=== Document extract ===
------
[c-nsp] Switch Craziness and maybe STP or bad ARP's

Church, Chuck cchurch at netcogov.com
Thu Feb 9 09:34:10 EST 2006


I'm not sure about a network TAP, but this sounds like either a loop was
created, or a device was accidentally (or purposely/maliciously)
answering ARPs it shouldn't have.  The original poster said he doesn't
use any STP.  Does this mean spanning tree is turned off everywhere?  If
so, BAD idea; would have prevented this whole mess.  If the problem is
the later, port security limiting the number of MACs you can learn on an
given access port should have helped also.  


Chuck Church
Network Engineer
CCIE #8776, MCNE, MCSE
Netco Government Services -  Enterprise Network Engineering
1210 N. Parker Rd.
Greenville, SC 29609
Home office: 864-335-9473
Cell: 864-266-3978
cchurch at netcogov.com
PGP key: http://pgp.mit.edu:11371/pks/lookup?op=get&search=0x4371A48D
"I'm one Snickers Pie away from losing my foot to diabetes."  -  Homer

-----Original Message-----
From: cisco-nsp-bounces at puck.nether.net
[mailto:cisco-nsp-bounces at puck.nether.net] On Behalf Of Raymond Macharia
Sent: Thursday, February 09, 2006 5:47 AM
To: Joseph Jackson
Cc: cisco-nsp at puck.nether.net
Subject: Re: [c-nsp] Switch Craziness and maybe STP or bad ARP's

Hello Joseph

What you describe sounds like you you had an ARP issue. when a layer 2
device goes faulty it may spew out incorrect ARP information creating
problems for the entire network.
------
=== Data ===

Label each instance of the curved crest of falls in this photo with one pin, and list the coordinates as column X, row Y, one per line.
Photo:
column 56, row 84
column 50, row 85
------
=== To do ===
**a)** From the mailing-list post about switch trouble and bad ARPs, copy the passage that begins with the words containing "I'm not sure" and ends with "have helped also.".
**b)** Continue the mailing-list post about switch trouble and bad ARPs from where it stops.

=== Final results ===
**a)**
I'm not sure about a network TAP, but this sounds like either a loop was
created, or a device was accidentally (or purposely/maliciously)
answering ARPs it shouldn't have.  The original poster said he doesn't
use any STP.  Does this mean spanning tree is turned off everywhere?  If
so, BAD idea; would have prevented this whole mess.  If the problem is
the later, port security limiting the number of MACs you can learn on an
given access port should have helped also.

**b)**
Unfrtunately with Layer 2 there is no quick fix to locating a problem,
most
times you have to do what you did, elimination and isolation.
However there are Network TAPS which can be plugged into a network
transparently and are said to help. I am in the process of obtaining one
to
play with to see if it will.
Anyone in the list with Network TAP knowledge, please shed some more
light.

Thanks

Raymond

On 2/8/06, Joseph Jackson <JJackson at aninetworks.com> wrote:
>
> we
> finally traced it to a small work group switch that was coming off of
> our core LAN switch once we brought that down
> All communication come back up normally.  As its now late and I want
to
> go home I haven\'t had a chance to test out the switch on our test
> network yet but I was wondering what you guys thoughts
> Were on this.  Why did that happen?  Is there any monitoring tools
that
> ",1] ); //-->I could have used to track it down much faster than the
hours
> it took
> for us?  We don't use any STP and no redundant connections on the
> switches.. Any thoughts?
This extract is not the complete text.